:: Textauszug ::
####
Zahl der Fremdkörper-Eingriffe zurückgegangen
Tatsächlich ist die Zahl der Kinder, die operiert werden müssen, um einen Fremdkörper aus Nase, Rachen oder Atemwegen zu entfernen, zwischen 2012 und 2022 zurückgegangen, wie eine Studie des Royal College of Surgeons of England (RCSE) zeigt. Mussten sich im Jahr 2012 noch 2405 unter 18-Jährige aus diesem Grund einem Eingriff unterziehen, waren es 2022 nur noch 1716 – ein Rückgang um fast 29 Prozent.
Das RCSE nannte neben der gestärkten Aufmerksamkeit der Eltern sowie besseren Sicherheitsvorkehrungen die zunehmend bargeldlose Gesellschaft als Grund für diese Entwicklung „In der Vergangenheit machten Münzen mehr als 75 Prozent der verschluckten Gegenstände bei Kindern unter sechs Jahren aus, und der Rückgang von Münzen in den Haushalten durch kontaktloses Bezahlen hat wahrscheinlich dazu beigetragen, die Zahl dieser Eingriffe zu verringern“, stellte Ende März der unabhängige chirurgische Fachverband in einer Mitteilung fest.
Tatsächlich gehört im Königreich selbst auf einem britischen „jumble sale“ – also einem Flohmarkt für den guten Zweck – das Kartenlesegerät mittlerweile dazu wie der Klapptisch. In Bussen in London oder in einzelnen Filialen großer Coffeeshop-Ketten wird Bargeld inzwischen gar nicht mehr angenommen – aus Gründen der Effizienz, Kosteneinsparung und Sicherheit. „85 Prozent der Menschen nutzen kontaktloses Bezahlen inzwischen regelmäßig“, sagt Jana Mackintosh, Managing Director von UK Finance, anlässlich einer im Sommer vergangenen Jahres veröffentlichten Studie des Branchenverbandes.
Auch digitale Methoden wie Apple Pay und Google Pay sind weit verbreitet – rund ein Drittel der Erwachsenen nutzt mindestens einmal im Monat bereits das Smartphone zum Bezahlen, Tendenz steigend. Der Abschied vom Cash ist auch in Großbritannien nicht unumstritten. Ältere Menschen, sozial Schwächere und jene, die auf spontane Spenden angewiesen sind, geraten zunehmend ins Hintertreffen, betonen Kritiker. Gleichzeitig bringt der Wandel aber auch positive Effekte mit sich, die inzwischen bis in die Notaufnahmen spürbar sind.
####
:: Datenauszug ::
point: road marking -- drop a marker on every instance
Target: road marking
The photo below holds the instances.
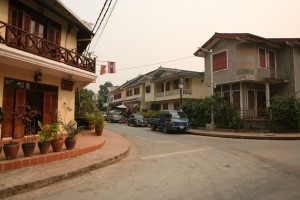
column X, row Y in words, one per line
column 175, row 153
column 158, row 141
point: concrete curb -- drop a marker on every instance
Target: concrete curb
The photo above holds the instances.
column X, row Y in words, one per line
column 256, row 136
column 32, row 185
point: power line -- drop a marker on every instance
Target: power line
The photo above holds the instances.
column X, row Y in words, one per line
column 153, row 63
column 98, row 38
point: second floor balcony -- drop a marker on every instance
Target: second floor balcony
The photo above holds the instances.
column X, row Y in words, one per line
column 22, row 40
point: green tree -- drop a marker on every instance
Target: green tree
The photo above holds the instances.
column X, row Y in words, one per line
column 84, row 102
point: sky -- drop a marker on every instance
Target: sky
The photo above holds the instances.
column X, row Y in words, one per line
column 142, row 35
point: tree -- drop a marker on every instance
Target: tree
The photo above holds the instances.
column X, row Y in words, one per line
column 103, row 91
column 84, row 102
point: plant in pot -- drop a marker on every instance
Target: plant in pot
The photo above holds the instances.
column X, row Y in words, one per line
column 56, row 138
column 99, row 123
column 90, row 118
column 45, row 134
column 1, row 121
column 72, row 131
column 28, row 118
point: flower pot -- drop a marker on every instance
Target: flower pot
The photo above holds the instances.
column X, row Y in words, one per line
column 91, row 126
column 57, row 145
column 99, row 132
column 70, row 143
column 11, row 150
column 28, row 148
column 44, row 147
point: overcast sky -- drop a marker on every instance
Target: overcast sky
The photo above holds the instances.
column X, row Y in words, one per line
column 144, row 32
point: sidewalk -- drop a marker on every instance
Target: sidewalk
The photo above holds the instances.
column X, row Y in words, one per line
column 246, row 135
column 33, row 177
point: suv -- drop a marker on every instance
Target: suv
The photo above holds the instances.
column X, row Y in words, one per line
column 114, row 116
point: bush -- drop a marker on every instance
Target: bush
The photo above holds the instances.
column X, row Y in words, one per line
column 286, row 113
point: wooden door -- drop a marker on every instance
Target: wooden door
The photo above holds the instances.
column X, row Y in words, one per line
column 8, row 108
column 20, row 101
column 47, row 108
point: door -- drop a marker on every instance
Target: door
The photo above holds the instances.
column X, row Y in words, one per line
column 8, row 108
column 20, row 102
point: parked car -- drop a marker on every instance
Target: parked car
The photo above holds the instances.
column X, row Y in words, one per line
column 170, row 120
column 114, row 116
column 136, row 120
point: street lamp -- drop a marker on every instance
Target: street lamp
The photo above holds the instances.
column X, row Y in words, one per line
column 180, row 85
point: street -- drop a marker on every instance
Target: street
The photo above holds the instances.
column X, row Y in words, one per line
column 182, row 166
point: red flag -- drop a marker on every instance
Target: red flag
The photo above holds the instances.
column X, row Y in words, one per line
column 102, row 69
column 111, row 67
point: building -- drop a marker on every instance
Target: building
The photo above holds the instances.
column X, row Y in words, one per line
column 41, row 60
column 160, row 89
column 249, row 70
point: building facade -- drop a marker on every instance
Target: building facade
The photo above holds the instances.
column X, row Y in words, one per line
column 249, row 70
column 41, row 61
column 160, row 90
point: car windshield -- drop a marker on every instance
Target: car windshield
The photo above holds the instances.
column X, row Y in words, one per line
column 115, row 113
column 139, row 116
column 178, row 114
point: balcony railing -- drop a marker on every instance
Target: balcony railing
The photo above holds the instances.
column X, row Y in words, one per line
column 22, row 40
column 173, row 93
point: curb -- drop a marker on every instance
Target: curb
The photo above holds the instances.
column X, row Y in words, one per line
column 29, row 186
column 262, row 136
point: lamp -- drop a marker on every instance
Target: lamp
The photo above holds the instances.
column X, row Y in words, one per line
column 38, row 75
column 180, row 85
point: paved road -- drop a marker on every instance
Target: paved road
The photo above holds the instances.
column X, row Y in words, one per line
column 181, row 166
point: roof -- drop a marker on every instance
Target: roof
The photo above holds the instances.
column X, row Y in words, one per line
column 277, row 43
column 84, row 34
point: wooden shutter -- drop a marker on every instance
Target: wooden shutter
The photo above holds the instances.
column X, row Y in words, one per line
column 262, row 58
column 8, row 108
column 20, row 102
column 272, row 64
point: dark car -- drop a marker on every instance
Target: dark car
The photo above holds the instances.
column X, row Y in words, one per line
column 114, row 116
column 136, row 120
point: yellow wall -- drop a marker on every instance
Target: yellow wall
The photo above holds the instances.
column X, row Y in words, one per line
column 27, row 75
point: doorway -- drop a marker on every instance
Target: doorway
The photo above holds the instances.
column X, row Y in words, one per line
column 17, row 94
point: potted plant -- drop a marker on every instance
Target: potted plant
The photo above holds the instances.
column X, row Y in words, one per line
column 56, row 138
column 11, row 150
column 1, row 121
column 72, row 131
column 99, row 123
column 45, row 134
column 28, row 118
column 90, row 118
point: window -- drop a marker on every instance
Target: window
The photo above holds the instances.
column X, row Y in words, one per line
column 148, row 89
column 136, row 91
column 220, row 61
column 128, row 93
column 262, row 58
column 251, row 99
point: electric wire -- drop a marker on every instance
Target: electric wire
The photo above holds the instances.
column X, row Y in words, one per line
column 98, row 38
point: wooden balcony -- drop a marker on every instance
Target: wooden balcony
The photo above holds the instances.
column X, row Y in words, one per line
column 22, row 40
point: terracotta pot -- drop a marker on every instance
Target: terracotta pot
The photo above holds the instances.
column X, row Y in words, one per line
column 44, row 147
column 99, row 132
column 70, row 143
column 91, row 126
column 11, row 150
column 28, row 148
column 57, row 145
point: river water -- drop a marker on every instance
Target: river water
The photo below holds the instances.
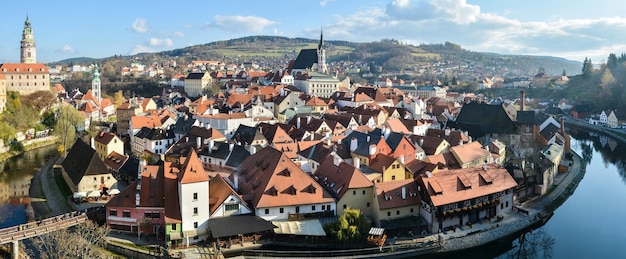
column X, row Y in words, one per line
column 587, row 225
column 15, row 176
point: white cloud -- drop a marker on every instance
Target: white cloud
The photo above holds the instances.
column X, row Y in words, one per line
column 241, row 24
column 438, row 21
column 140, row 49
column 155, row 42
column 325, row 2
column 66, row 49
column 140, row 25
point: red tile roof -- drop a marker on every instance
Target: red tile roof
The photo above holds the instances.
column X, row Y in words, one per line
column 270, row 179
column 443, row 187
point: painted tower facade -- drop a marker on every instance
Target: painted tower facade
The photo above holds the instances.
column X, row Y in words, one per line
column 27, row 45
column 95, row 85
column 321, row 55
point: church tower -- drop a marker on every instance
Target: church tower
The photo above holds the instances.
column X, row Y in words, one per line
column 321, row 55
column 95, row 85
column 28, row 48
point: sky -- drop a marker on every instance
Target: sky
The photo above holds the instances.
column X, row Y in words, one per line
column 99, row 29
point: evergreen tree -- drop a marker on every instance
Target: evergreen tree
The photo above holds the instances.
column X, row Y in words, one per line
column 587, row 68
column 611, row 61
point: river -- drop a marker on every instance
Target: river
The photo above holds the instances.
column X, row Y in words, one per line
column 15, row 176
column 587, row 225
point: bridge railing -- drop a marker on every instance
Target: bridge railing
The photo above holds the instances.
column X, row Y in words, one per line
column 32, row 229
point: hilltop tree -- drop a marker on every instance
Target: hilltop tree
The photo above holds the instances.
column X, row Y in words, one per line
column 65, row 129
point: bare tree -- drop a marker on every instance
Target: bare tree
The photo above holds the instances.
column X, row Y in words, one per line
column 82, row 241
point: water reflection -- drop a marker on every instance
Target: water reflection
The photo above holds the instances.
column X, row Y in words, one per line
column 15, row 176
column 612, row 151
column 533, row 244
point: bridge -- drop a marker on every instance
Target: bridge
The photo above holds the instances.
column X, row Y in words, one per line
column 25, row 231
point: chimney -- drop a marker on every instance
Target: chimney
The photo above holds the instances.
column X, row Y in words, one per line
####
:: Deine Aufgaben ::
• a. Fasse den Absatz im Textauszug, der mit „Tatsächlich gehört im Königreich“ beginnt, als kurze Liste zusammen. Die wichtigsten Fakten müssen erhalten bleiben.
• b. Erkläre in ein bis drei Sätzen, womit das RCSE laut Textauszug den Rückgang der Fremdkörper-Eingriffe bei Kindern begründet.

:: Die Antworten ::
• a.
- Selbst auf britischen Flohmärkten für den guten Zweck („jumble sale“) gehört ein Kartenlesegerät inzwischen genauso dazu wie der Klapptisch.
- In Londoner Bussen und in einzelnen Filialen großer Coffeeshop-Ketten wird kein Bargeld mehr angenommen. Gründe dafür sind Effizienz, Kosteneinsparung und Sicherheit.
- Laut Jana Mackintosh, Managing Director von UK Finance, nutzen 85 Prozent der Menschen regelmäßig kontaktloses Bezahlen. Sie beruft sich auf eine Studie des Branchenverbands, die im Sommer des Vorjahres erschienen ist.

• b. Das RCSE nennt drei Gründe: Eltern passen besser auf, es gibt bessere Sicherheitsvorkehrungen, und die Gesellschaft zahlt immer seltener bar. Früher waren Münzen mehr als 75 Prozent der Gegenstände, die Kinder unter sechs Jahren verschluckt haben. Weil durch kontaktloses Bezahlen weniger Münzen in den Haushalten liegen, hat das wahrscheinlich dazu beigetragen, dass weniger solcher Eingriffe nötig sind.